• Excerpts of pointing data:
## Begin

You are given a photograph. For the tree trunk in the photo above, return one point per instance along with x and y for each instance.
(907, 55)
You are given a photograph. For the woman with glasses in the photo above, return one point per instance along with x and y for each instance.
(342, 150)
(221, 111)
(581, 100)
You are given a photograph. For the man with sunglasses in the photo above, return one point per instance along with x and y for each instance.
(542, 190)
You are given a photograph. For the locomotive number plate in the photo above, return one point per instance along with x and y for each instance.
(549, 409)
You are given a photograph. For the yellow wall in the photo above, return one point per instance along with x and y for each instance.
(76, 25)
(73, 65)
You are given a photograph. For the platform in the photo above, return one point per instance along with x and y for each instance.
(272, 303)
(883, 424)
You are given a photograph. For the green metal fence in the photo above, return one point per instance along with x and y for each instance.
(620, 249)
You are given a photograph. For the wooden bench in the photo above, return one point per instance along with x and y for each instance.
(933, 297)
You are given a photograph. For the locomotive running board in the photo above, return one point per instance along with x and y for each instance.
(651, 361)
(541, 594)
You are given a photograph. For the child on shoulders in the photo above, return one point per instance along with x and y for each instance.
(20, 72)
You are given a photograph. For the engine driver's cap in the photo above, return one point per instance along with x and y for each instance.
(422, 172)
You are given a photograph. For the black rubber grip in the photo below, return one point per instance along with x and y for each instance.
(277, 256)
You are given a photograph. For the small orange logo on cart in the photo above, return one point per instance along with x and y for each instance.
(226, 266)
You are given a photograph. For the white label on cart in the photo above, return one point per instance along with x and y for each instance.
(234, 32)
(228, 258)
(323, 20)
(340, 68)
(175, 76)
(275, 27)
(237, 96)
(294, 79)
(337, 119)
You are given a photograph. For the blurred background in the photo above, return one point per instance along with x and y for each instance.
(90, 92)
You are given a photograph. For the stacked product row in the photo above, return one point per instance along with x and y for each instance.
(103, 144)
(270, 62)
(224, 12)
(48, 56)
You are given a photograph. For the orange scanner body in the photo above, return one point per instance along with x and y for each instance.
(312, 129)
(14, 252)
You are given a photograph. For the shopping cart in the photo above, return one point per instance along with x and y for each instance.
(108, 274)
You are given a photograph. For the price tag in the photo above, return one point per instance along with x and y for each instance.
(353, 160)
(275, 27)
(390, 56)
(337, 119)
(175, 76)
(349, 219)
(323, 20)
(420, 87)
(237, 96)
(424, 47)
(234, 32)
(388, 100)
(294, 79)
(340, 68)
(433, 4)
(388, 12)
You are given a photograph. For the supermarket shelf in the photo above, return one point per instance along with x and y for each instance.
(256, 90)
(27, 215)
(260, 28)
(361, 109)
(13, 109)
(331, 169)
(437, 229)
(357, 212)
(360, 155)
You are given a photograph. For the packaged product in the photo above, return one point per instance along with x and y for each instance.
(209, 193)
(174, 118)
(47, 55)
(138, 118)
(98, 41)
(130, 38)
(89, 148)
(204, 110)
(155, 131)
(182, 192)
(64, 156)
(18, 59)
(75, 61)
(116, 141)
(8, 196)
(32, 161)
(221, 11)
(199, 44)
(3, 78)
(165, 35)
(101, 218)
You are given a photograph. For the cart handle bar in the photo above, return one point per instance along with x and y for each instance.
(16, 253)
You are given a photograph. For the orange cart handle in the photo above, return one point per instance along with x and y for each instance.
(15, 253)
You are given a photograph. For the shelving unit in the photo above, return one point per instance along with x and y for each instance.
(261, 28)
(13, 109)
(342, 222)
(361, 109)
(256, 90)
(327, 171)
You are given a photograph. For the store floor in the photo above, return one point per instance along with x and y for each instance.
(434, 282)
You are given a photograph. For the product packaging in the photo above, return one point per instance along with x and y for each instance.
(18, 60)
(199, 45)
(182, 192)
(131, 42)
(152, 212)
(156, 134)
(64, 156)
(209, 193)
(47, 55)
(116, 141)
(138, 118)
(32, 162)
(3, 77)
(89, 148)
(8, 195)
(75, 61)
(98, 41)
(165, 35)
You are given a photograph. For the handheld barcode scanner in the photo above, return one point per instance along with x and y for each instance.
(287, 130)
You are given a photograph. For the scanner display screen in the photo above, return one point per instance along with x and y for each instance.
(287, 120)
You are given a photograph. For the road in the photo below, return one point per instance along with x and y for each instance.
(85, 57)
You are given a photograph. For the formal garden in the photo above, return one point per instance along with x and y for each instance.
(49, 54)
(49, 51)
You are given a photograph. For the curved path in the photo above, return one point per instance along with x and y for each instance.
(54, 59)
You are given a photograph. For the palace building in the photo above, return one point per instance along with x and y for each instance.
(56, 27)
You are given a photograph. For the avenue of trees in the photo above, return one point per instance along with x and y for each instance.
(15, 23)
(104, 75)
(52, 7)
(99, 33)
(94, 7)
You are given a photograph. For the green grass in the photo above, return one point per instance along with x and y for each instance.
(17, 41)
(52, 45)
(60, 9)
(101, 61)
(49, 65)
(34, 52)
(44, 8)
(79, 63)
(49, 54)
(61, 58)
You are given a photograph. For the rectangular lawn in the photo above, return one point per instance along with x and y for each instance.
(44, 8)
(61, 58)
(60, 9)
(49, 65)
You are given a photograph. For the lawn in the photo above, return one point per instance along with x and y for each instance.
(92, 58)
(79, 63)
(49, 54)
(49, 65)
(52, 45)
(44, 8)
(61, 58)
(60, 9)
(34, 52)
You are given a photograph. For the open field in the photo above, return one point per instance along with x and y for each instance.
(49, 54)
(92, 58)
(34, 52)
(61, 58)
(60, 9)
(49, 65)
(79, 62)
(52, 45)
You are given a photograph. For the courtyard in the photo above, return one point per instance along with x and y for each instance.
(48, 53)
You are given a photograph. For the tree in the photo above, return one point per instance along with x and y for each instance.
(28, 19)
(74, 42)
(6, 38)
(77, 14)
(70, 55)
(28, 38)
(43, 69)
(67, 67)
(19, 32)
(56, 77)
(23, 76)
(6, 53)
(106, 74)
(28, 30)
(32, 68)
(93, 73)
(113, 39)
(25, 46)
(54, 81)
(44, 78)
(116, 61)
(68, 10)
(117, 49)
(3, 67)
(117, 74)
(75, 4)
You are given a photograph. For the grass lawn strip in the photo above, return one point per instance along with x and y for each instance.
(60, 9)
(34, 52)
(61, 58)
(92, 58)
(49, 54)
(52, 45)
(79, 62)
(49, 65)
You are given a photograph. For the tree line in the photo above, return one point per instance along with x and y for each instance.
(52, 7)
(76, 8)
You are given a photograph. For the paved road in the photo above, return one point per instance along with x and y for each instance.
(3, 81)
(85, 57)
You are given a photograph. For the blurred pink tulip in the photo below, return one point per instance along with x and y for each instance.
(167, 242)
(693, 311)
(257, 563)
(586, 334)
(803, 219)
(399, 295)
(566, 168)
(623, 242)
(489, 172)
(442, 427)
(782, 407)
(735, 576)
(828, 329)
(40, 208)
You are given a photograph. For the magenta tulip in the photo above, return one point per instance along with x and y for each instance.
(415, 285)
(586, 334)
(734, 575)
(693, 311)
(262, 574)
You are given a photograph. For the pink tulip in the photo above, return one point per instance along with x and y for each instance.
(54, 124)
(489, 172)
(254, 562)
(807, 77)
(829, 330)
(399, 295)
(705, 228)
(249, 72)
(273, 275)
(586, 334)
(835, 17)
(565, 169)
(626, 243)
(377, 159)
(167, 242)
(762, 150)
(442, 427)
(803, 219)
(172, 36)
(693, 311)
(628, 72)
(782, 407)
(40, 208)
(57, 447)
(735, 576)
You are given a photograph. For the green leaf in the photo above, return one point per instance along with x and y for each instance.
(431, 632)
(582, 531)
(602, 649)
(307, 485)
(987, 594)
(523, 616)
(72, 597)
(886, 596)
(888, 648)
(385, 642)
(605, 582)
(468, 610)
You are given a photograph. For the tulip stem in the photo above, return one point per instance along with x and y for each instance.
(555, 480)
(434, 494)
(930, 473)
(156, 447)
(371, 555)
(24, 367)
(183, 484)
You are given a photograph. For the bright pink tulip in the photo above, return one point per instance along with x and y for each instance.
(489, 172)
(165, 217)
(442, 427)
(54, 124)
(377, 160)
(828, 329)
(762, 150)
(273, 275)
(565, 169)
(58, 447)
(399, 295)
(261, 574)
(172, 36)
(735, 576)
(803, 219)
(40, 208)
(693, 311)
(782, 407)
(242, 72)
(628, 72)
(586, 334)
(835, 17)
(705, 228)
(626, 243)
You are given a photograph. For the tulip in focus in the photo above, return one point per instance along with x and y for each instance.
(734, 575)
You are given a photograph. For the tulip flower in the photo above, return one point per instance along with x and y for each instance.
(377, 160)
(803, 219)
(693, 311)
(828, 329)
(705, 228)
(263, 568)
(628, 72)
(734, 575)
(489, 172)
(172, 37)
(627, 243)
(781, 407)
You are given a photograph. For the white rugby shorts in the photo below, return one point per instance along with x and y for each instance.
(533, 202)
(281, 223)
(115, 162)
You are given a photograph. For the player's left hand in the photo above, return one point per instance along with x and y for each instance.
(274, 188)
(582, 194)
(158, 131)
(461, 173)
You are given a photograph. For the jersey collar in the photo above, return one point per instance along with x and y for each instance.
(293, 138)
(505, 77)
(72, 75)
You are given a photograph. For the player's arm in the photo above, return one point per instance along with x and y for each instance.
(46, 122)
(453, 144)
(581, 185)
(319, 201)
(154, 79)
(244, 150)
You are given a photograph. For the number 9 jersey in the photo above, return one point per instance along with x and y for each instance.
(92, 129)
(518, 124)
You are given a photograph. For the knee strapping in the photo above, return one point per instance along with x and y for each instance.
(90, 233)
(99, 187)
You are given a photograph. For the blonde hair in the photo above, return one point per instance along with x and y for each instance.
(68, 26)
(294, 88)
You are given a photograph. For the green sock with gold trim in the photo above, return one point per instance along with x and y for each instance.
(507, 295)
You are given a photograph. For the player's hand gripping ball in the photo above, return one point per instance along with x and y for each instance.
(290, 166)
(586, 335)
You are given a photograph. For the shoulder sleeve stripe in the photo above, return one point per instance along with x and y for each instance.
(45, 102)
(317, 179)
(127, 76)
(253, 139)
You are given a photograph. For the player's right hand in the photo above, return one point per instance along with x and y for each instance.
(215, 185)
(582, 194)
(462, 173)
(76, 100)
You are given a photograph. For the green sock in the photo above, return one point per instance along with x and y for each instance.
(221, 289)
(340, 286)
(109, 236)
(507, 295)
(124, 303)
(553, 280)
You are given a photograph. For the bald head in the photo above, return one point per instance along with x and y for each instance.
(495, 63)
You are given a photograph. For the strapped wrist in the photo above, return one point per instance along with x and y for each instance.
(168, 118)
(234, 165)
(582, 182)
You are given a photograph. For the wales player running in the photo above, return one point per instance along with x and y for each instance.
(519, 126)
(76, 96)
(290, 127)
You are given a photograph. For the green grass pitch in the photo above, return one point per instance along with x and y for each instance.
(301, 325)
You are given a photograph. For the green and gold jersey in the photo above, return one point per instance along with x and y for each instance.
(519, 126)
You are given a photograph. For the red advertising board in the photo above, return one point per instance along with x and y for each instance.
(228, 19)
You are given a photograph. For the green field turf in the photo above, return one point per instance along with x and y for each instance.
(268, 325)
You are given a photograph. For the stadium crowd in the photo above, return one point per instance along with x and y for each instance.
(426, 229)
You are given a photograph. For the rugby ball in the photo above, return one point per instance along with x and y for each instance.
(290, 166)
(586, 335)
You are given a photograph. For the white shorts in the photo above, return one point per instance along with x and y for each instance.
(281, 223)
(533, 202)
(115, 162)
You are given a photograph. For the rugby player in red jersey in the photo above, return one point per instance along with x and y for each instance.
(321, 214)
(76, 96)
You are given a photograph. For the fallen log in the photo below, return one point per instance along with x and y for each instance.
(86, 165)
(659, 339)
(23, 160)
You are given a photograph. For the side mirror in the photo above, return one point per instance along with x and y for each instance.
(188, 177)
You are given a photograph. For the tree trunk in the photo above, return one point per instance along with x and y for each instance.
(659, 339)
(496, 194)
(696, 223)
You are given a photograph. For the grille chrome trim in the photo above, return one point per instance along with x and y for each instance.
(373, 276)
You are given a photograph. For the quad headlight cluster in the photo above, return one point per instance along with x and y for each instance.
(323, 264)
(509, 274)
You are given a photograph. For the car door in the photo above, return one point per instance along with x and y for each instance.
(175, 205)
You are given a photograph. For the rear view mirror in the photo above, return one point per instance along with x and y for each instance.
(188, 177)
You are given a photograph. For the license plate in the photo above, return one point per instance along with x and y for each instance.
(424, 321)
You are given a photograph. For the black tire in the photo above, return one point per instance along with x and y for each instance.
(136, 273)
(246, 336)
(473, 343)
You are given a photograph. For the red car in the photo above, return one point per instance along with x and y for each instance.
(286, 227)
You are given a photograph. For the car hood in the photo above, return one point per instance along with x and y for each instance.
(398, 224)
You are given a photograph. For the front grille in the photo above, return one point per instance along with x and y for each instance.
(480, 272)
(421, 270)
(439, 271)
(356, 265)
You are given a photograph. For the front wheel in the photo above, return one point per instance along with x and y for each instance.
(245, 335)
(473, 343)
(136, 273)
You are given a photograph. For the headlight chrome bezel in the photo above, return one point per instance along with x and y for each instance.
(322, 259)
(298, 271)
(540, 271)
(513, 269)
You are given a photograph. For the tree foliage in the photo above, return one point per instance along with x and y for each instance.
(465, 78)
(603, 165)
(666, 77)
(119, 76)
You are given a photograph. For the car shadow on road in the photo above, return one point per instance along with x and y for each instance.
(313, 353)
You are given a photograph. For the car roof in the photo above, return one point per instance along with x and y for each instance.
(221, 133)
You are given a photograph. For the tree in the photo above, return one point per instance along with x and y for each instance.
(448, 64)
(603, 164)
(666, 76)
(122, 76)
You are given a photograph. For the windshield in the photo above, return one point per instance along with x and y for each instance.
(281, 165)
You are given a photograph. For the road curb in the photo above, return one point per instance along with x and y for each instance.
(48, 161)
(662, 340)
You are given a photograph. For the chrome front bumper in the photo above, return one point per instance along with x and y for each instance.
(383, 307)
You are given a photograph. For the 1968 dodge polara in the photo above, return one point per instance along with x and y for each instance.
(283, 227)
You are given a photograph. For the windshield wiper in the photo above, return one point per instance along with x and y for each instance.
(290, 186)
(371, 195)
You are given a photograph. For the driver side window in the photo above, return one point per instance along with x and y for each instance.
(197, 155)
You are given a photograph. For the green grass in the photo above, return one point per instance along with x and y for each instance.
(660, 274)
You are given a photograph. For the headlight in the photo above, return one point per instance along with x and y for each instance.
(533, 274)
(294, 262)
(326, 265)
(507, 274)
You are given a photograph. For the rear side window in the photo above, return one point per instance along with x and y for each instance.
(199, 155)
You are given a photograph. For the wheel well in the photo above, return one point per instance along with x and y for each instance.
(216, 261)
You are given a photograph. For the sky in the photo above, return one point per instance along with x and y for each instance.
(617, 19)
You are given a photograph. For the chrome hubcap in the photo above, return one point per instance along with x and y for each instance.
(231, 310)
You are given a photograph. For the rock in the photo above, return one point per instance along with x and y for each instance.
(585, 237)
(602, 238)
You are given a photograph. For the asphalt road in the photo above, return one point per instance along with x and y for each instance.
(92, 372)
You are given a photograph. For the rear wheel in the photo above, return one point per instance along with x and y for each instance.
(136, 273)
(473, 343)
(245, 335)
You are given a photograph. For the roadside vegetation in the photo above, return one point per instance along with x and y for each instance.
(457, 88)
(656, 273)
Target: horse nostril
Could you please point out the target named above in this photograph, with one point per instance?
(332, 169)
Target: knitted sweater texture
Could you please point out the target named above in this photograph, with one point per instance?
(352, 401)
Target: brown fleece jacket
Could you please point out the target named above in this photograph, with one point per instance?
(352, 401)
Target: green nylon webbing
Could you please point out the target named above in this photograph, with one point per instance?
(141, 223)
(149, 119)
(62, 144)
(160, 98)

## End

• Problem description: Repeat exactly, and only, the lines from the one containing "You are given a photograph. For the roadside" through the end of the material.

• Exercise output:
You are given a photograph. For the roadside vegetation in the photo above, return one point per instance along with x and y for each instance.
(457, 88)
(656, 273)
Target: horse nostril
Could you please point out the target named above in this photograph, with one point per instance?
(332, 169)
Target: knitted sweater texture
Could you please point out the target named above in this photograph, with one point per instance?
(352, 401)
Target: brown fleece jacket
Could you please point out the target named above in this photograph, with one point per instance?
(352, 401)
Target: green nylon webbing
Could you please point out the target named above in this photograph, with one point per instance?
(141, 223)
(149, 119)
(62, 144)
(160, 98)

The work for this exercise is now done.